Task goal: Copy the data precisely, character for character, and leave out every picture.
[[ Exercise inputs open ]]
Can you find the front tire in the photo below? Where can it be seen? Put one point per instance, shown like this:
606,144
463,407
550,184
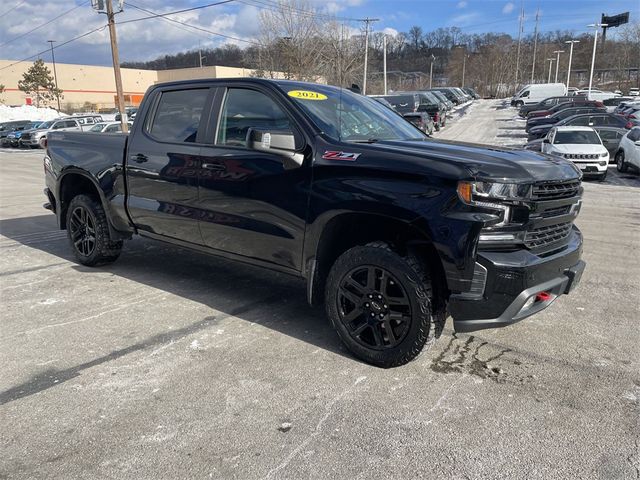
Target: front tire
88,232
621,165
380,304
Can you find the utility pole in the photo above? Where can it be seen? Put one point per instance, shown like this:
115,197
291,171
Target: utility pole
384,62
557,52
116,64
593,56
570,42
464,66
519,41
55,74
366,21
433,57
535,46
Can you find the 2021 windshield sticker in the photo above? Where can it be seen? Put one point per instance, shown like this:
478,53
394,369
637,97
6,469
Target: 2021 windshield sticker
333,155
306,95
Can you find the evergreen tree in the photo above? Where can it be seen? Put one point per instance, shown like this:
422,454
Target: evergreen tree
39,82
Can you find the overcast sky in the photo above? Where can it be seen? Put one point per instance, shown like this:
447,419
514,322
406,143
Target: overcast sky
151,38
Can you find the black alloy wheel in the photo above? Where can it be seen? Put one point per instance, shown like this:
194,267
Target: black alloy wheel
374,307
82,230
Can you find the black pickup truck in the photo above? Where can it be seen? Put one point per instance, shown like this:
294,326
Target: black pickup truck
393,231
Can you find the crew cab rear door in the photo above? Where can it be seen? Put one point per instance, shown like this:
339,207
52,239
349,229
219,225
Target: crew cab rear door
163,162
253,205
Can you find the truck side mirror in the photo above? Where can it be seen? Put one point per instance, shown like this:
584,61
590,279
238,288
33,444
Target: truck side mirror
280,142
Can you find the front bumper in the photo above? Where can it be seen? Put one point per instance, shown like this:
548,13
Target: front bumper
513,279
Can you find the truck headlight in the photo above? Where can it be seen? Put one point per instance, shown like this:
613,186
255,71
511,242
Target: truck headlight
502,198
487,193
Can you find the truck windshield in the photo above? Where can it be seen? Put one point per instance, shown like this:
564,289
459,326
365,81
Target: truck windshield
350,117
577,137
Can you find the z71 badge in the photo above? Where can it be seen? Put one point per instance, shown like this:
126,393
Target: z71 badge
332,155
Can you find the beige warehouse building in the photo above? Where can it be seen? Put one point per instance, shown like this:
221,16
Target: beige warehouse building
88,87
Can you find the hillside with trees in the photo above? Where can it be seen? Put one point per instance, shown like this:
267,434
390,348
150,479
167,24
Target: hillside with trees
309,47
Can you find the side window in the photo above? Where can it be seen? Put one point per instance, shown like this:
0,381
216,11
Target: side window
178,115
580,121
244,109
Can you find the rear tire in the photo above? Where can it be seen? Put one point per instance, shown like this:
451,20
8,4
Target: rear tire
380,304
621,165
88,232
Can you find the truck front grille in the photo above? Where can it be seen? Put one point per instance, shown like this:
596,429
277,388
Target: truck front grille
582,156
557,190
543,236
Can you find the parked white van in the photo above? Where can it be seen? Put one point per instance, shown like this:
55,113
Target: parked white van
536,92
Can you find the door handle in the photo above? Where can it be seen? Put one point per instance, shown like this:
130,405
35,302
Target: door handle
213,166
139,158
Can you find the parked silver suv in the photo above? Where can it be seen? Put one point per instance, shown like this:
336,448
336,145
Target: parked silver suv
34,138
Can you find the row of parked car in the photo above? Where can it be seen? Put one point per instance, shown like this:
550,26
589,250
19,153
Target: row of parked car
427,109
591,133
32,134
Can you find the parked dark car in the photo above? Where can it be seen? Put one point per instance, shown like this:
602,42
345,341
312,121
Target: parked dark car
131,114
550,102
391,230
448,103
422,120
7,127
588,120
561,115
610,137
413,102
452,96
13,138
564,106
471,92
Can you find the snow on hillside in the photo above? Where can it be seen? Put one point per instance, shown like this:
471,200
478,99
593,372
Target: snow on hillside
27,112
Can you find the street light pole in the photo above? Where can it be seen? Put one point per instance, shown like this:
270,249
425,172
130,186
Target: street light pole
464,67
571,43
55,74
593,56
366,21
384,61
433,57
550,60
557,52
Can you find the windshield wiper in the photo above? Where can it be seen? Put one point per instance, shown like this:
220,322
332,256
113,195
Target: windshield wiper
368,140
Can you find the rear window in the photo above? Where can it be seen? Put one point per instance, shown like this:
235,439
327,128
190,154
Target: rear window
178,115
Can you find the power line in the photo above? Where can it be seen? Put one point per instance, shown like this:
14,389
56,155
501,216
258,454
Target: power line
164,17
175,12
45,23
13,8
274,7
102,27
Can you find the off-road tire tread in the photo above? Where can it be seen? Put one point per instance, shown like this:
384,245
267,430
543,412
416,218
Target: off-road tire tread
107,250
429,323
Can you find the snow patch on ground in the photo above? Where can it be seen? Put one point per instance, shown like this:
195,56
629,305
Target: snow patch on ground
27,112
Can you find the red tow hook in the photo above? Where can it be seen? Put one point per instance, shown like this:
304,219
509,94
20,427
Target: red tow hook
543,297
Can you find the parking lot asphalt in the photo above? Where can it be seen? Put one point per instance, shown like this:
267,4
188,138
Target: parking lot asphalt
170,364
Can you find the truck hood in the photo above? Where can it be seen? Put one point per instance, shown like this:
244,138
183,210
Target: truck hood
484,162
580,148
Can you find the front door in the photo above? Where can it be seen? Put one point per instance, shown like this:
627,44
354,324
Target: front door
254,206
163,164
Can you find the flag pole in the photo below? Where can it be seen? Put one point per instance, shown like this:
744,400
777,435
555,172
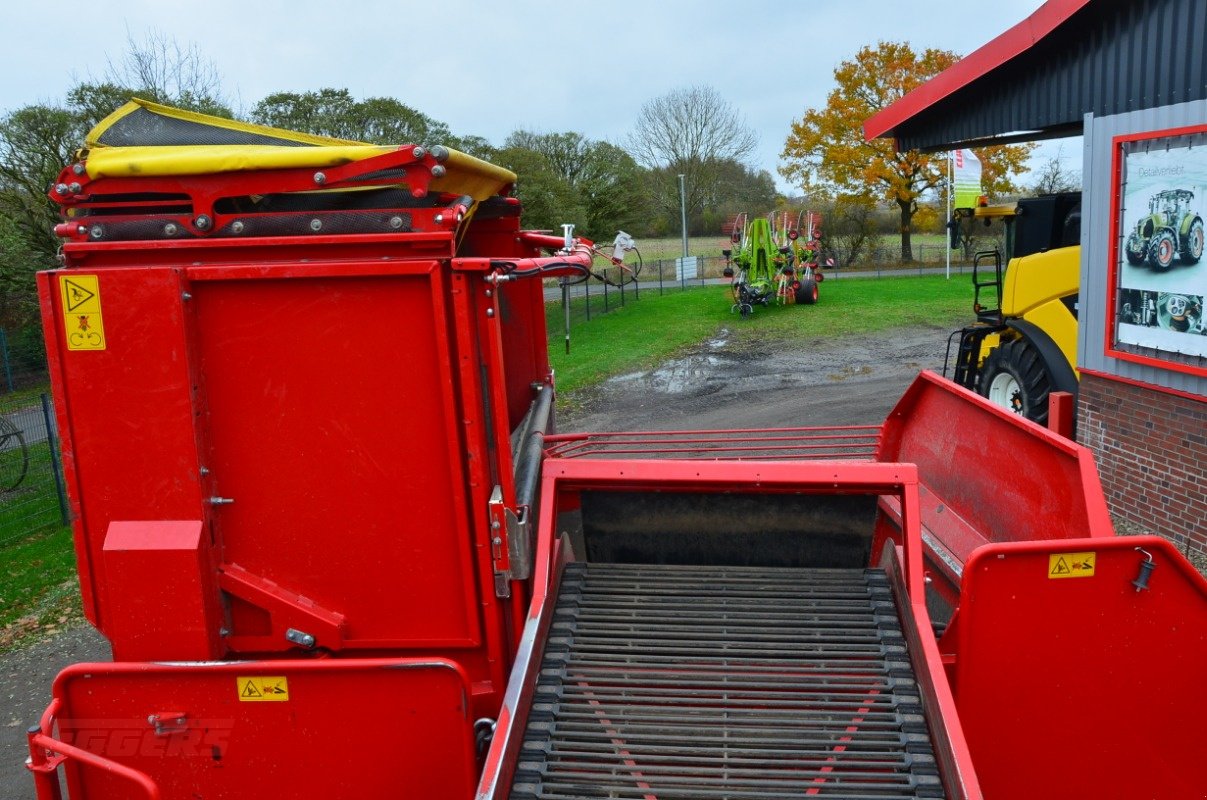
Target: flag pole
950,187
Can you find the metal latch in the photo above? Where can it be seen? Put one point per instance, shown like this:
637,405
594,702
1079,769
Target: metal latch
511,550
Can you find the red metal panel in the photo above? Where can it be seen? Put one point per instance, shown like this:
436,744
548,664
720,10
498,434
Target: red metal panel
1063,683
126,413
197,730
332,427
159,590
1061,412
[[ Exercise inputs closed ]]
Result of the exercise:
Can you find the front tire in the photo below? Where can it be seen? Put one point per instance, shown like this:
606,144
463,407
550,184
Target: front tire
88,232
621,165
380,304
Can you find the utility pole in the photo above? Where can it be seen? Put one point per instance, shown like this:
115,197
291,171
Target: utility pole
384,62
557,52
116,64
593,56
570,42
464,66
519,41
55,74
366,21
433,57
535,46
Can you find the 2021 windshield sticker in the photo above? Where can it be seen? Put one point per instance, shown like this:
478,53
394,369
637,97
6,469
Target: 2021 windshield sticker
333,155
306,95
Can you find the evergreen tree in the photo above? Where can it be seen? Put one point per instance, shown like this:
422,454
Target: evergreen tree
39,82
Can you find the overcast sky in the photo above? Where can it be seen? Put one point per instance, shown like this:
447,419
514,322
406,143
Target: overcast sky
151,38
Can you find the black alloy wheel in the photo above? Where can it be seen? Put one point per instance, shown like this:
194,267
Target: black alloy wheel
374,307
82,230
Can you find the black pickup truck in the photo above? Where can it be seen? Put one point per instance, shown like this:
294,326
Target: black pickup truck
393,231
Can you find the crew cab rear door in the photo above? Where can it be seen? Put one point per instance, shown like this:
339,207
52,239
349,229
219,225
Target: crew cab rear door
163,162
253,205
Can you find the truck side mirror in the photo above? Where can it be seen? Put one point per instance, shown like this:
584,61
590,279
238,288
33,444
Target: truck side mirror
280,142
Can you find the front bumper in the photo above? Where can it be seen? Put one point per instance, shown like this:
548,13
Target: front bumper
513,279
Can you find the truck headlight in the photo above? Where can it be seen? Put one point per instance, shown like this:
613,186
255,71
511,242
Target: truck headlight
502,198
487,193
Can you find the truck windshield in the photo above? Where can it be seen? Put one point per instance, shown like this:
564,289
459,326
365,81
Target: truck windshield
350,117
577,137
Can you find the z71 badge in the photo above? Where can it be seen? Put one point per instance, shown like this:
126,393
Target: z71 badge
332,155
Can you find the beige warehouse building in the photo above? Where can it be seen? Put one point per instance, shown like this:
221,16
Target: beige warehouse building
88,87
Can you find the hillside with trees in the photo above? Where can it be seen? Put one point per instance, shown like this:
267,434
390,348
150,479
167,24
Target: hillside with trees
309,47
Can you find the side window in the photo above? Where can it be seen? Put one point per instance, shown like this:
0,381
216,11
Target: side window
178,115
580,121
244,109
Can you find the rear tire in the photo above? Where can it be seen? Put one point per instance, shown like this:
451,20
8,4
Target: rear tire
380,304
621,165
88,232
Can you find the truck front grille in the photo above? Where can it be seen? Put one point per instance, shown like this:
596,429
277,388
Target: truck front grille
582,156
557,190
543,236
Can you find the parked white van in the photo above? Where can it be seen? Put one point per instance, shown like this:
55,113
Target: parked white van
536,92
Can you find the door handle in the photo above? Where can it be seen? Put one point per instance, shown like this:
130,405
35,302
Target: door handle
213,166
139,158
Can you find the parked silver suv in the photo above? Where can it be seen? Put one point per instance, shown like this:
336,448
336,145
Target: parked silver suv
34,138
Can you find the row of parked car in the photo above? Where can it be seen? Put one point per instance, shown like this:
550,26
589,250
19,153
Target: row of parked car
427,109
591,133
32,134
Can you find the parked dark car in the photo above? Where can it be seen? Put one point per instance, shown like this:
602,42
345,341
312,121
Target: parked dark car
131,114
550,102
391,230
448,103
422,120
7,127
588,120
561,115
610,137
413,102
452,96
13,138
564,106
471,92
Can you find the snow on hillside in the photo above? Where can it be seen? Put one point per instance, shown like this:
471,200
478,99
593,372
Target: snow on hillside
27,112
Can you find the street light pole in the photo above? Where can it be seen? Put one point per instance, shown like this:
270,249
425,172
130,186
Target: street light pole
464,67
571,43
55,74
593,56
366,21
384,61
433,57
550,60
557,52
Can you find the windshield wiper in the photo above? Where can it be seen? Put one point per instance, shown like this:
220,322
332,256
113,195
Target: windshield wiper
368,140
Can you find the rear window in the photo above? Where can it be seen? Put one point per instance, shown like this:
235,439
327,128
190,154
Target: rear window
178,115
Can you find the power line in the photo above? Where can it be seen? Put one point per instance, shown like this:
14,389
56,155
501,216
258,454
Target: power line
164,17
175,12
45,23
13,8
274,7
102,27
Can you find the off-road tire tread in the photo above? Where can it be seen? Put one point per instance, shown like this:
384,245
267,430
543,412
416,218
Target: off-road tire tread
107,250
429,323
Can you find the snow patch on ground in the photo above? Where can it be seen? Put one point per instance, shown like this:
195,56
629,305
Target: snow patch on ground
27,112
Can you find the red tow hook in the photo above? Where can it be seen? Put one point per instance, shown like this:
304,219
509,94
20,427
Target: red tow hook
543,297
Can you find the parking lot asphalt in the photo above? Where can it be seen? Put one point per instance, shown like this:
267,4
188,138
Target: parking lot asphalt
170,364
Can you find the truck hood in the photo above? Where can it be seen? Put one point per instance, shown like this:
244,138
183,210
Target: truck hood
484,162
580,148
Can you find the front door in the photo above? Where can it be seen? Put one point per instance, shown like this:
627,44
354,324
Target: front door
254,206
163,164
Can you find the flag pole in the photo below? Where can it be seen? Put one point per instance, shown like this:
744,400
777,435
555,172
Target: flag pole
950,187
Can you find the metal latch in the photo above? Where can it be seen? Put one point per instance, shown like this:
637,405
594,702
1079,769
Target: metal latch
511,550
Can you find the red metal panel in the photo above? Where can it be seen? Put one point per instance, shown like this:
436,744
548,664
720,10
498,434
Target: red metal panel
1063,683
126,413
197,730
332,427
159,590
1061,412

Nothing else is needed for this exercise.